» **INSTRUCTIONS FOR THE TASK**: Write out again only the lines running from the one that contains "the snow patch" to the end of the records below, including both the first and the last.

» **GIVEN RECORDS**:

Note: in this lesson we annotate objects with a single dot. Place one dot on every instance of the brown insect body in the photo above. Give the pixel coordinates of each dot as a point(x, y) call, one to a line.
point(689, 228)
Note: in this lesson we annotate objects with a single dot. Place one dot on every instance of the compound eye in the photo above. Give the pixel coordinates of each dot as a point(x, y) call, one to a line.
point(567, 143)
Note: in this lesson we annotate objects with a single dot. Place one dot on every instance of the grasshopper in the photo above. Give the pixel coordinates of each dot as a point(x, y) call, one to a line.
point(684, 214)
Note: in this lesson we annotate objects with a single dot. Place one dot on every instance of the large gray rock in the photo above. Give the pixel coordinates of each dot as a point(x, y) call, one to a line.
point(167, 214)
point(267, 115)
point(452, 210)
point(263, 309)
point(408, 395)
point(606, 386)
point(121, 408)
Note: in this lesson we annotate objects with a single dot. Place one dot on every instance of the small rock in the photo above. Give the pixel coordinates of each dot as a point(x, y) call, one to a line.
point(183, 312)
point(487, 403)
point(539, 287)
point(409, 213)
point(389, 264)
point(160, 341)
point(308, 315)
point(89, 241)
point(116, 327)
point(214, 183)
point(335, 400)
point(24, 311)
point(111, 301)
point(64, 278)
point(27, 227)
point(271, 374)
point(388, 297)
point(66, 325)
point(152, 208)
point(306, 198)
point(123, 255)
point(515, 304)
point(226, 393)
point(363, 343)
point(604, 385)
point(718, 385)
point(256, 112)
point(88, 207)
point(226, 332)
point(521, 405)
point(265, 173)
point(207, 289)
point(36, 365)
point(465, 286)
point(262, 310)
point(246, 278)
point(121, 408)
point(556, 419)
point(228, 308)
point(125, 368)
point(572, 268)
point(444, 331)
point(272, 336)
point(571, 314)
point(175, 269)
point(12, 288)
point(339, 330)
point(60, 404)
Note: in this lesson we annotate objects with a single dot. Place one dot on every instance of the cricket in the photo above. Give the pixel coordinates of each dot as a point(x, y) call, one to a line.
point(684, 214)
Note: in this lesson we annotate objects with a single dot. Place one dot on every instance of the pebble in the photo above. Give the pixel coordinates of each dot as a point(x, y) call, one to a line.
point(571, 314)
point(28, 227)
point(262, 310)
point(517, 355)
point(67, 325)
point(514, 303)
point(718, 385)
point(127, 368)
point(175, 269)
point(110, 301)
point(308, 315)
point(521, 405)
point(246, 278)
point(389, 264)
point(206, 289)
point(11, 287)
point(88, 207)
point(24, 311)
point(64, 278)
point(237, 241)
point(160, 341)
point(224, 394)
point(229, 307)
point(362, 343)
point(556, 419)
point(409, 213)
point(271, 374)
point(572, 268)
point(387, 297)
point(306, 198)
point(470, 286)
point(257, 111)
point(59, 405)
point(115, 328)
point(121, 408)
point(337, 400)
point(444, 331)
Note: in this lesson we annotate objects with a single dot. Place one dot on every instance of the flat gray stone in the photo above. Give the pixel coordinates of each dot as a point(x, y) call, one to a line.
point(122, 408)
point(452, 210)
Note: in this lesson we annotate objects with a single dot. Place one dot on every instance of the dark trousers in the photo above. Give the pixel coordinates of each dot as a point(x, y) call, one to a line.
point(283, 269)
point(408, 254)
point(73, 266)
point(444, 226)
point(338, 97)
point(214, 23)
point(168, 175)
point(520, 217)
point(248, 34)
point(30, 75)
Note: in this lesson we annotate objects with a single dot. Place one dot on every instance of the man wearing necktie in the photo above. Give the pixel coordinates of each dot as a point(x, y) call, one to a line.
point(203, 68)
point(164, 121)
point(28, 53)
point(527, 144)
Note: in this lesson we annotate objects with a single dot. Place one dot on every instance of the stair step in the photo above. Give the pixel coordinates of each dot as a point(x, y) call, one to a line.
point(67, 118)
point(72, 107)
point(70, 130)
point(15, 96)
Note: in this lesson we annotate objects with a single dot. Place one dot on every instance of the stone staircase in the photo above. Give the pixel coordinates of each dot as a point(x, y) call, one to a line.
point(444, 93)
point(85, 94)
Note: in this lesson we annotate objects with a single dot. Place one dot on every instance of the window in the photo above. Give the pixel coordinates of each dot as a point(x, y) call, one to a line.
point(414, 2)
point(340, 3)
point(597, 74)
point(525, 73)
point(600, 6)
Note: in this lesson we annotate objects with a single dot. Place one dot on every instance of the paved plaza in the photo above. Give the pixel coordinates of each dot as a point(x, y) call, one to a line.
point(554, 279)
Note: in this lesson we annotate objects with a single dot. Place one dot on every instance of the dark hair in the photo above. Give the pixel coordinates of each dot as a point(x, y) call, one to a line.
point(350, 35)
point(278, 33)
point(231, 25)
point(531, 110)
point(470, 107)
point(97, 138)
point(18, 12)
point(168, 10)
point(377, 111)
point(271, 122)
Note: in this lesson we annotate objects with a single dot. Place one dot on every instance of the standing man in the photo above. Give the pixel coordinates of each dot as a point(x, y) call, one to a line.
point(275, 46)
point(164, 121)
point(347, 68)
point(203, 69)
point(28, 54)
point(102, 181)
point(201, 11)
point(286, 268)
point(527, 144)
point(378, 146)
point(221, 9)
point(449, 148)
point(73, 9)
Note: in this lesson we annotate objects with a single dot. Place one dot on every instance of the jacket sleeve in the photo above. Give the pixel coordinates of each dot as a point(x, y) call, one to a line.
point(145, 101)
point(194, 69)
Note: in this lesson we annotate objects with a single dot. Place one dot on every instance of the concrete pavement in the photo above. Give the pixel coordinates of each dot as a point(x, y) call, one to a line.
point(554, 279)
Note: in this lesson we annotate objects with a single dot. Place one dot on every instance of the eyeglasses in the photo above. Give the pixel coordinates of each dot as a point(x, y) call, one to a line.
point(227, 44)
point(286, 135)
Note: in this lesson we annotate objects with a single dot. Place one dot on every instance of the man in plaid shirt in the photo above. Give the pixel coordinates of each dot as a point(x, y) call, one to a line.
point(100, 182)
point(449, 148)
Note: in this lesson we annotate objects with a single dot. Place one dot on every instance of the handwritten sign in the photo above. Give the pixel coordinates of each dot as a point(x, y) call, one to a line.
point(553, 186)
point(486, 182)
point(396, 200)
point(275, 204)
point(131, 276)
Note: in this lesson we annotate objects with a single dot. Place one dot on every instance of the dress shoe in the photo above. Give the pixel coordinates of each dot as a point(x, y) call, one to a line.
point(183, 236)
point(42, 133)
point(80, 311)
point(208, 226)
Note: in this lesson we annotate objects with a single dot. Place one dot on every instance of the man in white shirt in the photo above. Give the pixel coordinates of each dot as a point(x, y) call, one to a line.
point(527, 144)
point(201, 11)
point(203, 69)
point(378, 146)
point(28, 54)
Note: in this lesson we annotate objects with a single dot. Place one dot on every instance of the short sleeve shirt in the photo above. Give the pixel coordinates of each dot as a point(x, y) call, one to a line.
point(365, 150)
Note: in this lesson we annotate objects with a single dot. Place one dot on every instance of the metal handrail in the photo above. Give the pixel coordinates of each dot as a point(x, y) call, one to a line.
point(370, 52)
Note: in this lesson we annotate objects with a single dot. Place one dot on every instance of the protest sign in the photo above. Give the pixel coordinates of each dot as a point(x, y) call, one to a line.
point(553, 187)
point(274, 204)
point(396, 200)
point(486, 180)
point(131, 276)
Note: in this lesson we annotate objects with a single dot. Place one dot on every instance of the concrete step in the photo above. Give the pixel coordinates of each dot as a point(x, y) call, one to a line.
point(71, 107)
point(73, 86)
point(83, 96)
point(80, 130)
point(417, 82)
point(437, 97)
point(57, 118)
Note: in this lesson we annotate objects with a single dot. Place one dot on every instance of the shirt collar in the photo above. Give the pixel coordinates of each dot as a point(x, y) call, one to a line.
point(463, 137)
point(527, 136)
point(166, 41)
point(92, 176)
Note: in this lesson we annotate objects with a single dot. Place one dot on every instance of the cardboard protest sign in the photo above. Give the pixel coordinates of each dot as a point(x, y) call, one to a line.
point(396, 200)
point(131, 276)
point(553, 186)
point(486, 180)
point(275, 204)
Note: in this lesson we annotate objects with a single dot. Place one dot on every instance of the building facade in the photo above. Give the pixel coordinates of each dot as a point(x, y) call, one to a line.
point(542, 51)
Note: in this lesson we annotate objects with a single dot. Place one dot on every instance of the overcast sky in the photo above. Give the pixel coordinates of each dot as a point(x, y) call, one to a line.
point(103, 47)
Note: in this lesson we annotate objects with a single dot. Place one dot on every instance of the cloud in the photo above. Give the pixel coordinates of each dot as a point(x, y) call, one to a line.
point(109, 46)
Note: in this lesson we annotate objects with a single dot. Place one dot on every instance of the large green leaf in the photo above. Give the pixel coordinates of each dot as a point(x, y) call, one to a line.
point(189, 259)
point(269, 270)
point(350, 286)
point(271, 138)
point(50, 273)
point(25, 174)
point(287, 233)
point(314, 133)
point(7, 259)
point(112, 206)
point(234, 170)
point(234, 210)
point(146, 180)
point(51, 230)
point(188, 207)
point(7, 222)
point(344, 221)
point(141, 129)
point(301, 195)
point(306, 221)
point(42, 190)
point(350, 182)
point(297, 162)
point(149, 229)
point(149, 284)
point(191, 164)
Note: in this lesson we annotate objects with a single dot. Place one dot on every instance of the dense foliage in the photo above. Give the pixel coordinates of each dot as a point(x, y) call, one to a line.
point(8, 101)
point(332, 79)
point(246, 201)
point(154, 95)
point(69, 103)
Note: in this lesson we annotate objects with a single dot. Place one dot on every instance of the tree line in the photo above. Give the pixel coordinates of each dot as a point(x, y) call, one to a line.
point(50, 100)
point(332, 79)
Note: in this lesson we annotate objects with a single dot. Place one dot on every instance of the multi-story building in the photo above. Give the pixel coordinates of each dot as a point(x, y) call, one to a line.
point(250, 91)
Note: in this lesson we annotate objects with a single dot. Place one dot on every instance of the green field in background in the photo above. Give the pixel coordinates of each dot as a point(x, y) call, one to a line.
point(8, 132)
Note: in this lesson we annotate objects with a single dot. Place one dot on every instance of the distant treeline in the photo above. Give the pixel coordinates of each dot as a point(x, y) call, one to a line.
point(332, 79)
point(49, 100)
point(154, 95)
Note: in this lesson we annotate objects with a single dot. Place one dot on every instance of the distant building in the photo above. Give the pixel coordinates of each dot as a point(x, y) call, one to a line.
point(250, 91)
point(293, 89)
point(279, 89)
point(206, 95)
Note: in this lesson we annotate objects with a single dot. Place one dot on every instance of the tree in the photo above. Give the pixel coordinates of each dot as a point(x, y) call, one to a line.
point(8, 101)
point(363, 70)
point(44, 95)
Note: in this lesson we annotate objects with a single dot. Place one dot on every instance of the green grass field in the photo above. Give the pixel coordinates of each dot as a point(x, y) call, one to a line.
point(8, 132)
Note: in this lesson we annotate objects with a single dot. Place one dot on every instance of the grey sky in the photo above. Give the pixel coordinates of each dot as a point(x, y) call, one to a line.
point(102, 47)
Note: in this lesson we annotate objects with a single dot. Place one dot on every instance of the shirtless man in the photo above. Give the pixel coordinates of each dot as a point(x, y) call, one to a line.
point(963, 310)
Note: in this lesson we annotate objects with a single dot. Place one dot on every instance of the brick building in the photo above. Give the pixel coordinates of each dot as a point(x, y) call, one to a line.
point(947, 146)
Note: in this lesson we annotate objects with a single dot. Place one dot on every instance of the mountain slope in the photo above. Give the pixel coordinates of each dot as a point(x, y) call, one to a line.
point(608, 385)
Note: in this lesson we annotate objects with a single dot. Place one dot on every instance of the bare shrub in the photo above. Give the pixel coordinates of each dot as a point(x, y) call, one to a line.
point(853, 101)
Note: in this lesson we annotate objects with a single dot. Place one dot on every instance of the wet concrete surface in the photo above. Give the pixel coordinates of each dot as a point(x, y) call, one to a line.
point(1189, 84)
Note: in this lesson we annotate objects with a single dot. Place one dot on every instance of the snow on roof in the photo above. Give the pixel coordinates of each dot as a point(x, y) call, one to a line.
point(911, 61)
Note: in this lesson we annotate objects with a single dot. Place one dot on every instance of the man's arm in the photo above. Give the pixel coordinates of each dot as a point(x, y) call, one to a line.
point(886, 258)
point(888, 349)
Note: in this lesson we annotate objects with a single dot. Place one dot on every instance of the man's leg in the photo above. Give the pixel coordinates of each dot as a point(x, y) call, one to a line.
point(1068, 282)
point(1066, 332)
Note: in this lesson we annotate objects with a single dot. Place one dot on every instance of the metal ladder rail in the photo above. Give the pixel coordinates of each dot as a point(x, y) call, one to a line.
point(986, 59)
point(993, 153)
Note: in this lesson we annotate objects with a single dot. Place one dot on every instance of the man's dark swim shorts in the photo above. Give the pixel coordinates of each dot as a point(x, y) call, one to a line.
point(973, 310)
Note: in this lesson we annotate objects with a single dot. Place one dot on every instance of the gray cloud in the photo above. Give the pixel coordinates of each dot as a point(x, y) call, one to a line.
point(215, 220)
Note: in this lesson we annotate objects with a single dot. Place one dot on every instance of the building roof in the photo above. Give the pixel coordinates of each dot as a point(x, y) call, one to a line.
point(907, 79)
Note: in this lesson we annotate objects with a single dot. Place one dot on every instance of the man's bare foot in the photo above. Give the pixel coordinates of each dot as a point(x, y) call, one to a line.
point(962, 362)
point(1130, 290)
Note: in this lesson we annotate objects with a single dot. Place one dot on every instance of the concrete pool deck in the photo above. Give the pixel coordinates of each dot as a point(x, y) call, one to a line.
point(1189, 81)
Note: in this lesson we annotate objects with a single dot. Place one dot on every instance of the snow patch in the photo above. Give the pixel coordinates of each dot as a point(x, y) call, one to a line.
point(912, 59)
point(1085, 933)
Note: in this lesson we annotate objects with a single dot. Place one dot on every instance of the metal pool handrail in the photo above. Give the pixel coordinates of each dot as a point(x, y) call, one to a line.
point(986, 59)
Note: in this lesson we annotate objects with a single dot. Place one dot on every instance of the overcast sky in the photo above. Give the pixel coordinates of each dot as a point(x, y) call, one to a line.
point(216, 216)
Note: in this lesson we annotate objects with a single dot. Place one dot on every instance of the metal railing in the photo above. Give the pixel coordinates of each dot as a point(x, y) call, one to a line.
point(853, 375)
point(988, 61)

» **WRITTEN ANSWER**:
Note: in this lesson we annotate objects with a single dot. Place one dot on every instance of the snow patch in the photo above. Give the pixel coordinates of each dot as a point(x, y) call, one to a line.
point(912, 59)
point(1085, 933)
Note: in this lesson we annotate objects with a single dot. Place one dot on every instance of the metal pool handrail in the photo above. Give the pixel coordinates of each dot as a point(x, y) call, one to a line.
point(986, 59)
Note: in this lesson we annotate objects with a single dot. Place one dot on every instance of the overcast sky in the photo above. Give the pixel coordinates of each dot as a point(x, y) call, one to a line.
point(216, 216)
Note: in this lesson we annotate objects with a single dot. Place one dot on every instance of the metal railing in the photo above. Give the pixel coordinates of each dot as a point(x, y) call, one to a line.
point(853, 375)
point(988, 61)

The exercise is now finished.